= What you are asked to do =
Set down exactly the lines running from the line with "Find every instance of the folded" to the end of the listing below, both ends included.
Start Source material
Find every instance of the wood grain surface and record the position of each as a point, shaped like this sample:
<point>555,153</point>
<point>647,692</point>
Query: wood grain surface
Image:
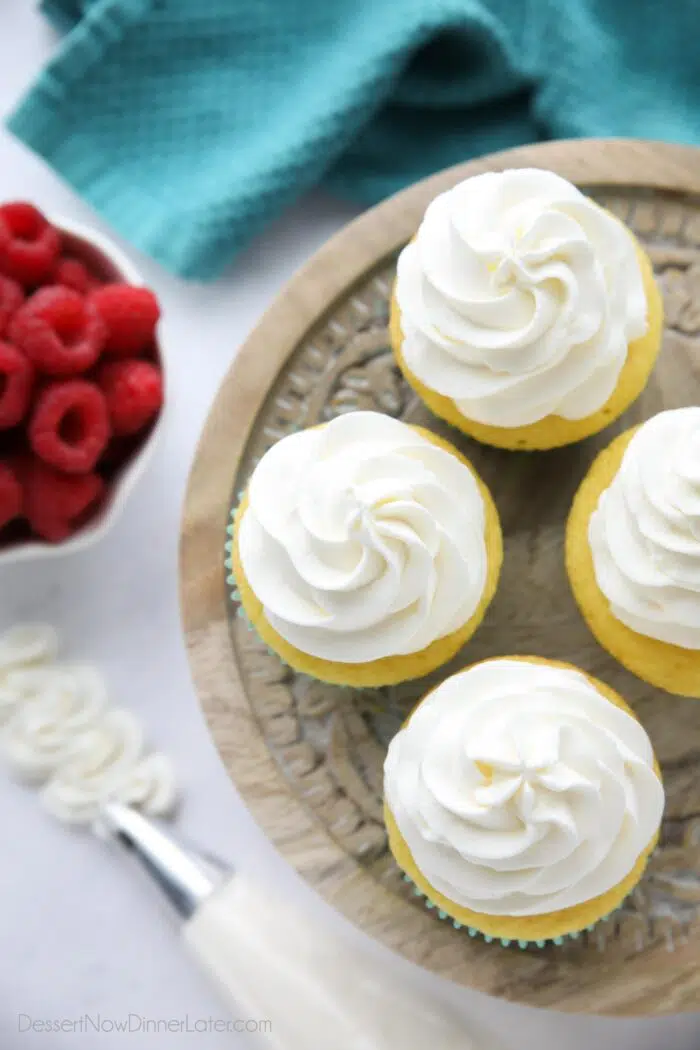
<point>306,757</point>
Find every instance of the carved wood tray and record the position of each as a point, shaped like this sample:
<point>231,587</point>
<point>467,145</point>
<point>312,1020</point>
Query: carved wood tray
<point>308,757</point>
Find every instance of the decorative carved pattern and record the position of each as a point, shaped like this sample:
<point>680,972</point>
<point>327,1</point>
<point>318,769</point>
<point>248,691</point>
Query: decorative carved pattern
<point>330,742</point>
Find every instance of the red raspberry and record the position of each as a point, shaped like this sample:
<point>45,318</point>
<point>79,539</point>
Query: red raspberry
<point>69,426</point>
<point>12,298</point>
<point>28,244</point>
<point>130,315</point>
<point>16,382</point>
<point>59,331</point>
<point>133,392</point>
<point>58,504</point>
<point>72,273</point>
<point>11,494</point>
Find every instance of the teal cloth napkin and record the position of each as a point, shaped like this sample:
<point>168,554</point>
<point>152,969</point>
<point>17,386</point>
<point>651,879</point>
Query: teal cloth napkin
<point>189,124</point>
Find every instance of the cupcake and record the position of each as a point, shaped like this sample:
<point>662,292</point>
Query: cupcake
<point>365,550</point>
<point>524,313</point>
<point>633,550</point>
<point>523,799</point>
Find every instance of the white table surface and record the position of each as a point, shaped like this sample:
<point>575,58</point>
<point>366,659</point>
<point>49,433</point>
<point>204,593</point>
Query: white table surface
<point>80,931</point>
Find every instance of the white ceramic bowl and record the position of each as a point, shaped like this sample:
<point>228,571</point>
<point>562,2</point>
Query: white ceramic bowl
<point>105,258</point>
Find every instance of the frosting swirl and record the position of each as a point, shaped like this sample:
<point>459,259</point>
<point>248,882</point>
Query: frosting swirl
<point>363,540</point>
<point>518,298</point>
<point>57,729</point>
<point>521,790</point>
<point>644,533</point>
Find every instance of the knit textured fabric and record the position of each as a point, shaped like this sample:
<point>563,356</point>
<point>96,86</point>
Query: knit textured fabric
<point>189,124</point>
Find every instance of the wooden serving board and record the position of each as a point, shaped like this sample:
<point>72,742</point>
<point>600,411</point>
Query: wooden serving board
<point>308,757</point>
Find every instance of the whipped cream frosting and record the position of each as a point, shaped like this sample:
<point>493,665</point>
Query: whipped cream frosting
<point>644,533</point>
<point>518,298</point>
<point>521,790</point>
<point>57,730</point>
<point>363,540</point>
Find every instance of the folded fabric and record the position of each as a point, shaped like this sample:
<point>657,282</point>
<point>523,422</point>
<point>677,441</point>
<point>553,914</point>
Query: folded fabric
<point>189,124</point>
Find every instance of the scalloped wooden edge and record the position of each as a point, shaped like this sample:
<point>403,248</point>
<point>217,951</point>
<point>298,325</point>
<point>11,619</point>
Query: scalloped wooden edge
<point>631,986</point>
End Source material
= Worked answer =
Find every instance of the folded fabric and record the position of each as a point, shaped like this sample:
<point>657,282</point>
<point>523,422</point>
<point>677,441</point>
<point>553,914</point>
Query: folded fabric
<point>189,124</point>
Find every instance of the scalloped wooden edge and record the position of each as a point, shaped like this sample:
<point>403,248</point>
<point>217,951</point>
<point>298,325</point>
<point>11,619</point>
Query: scalloped wooden edge
<point>631,986</point>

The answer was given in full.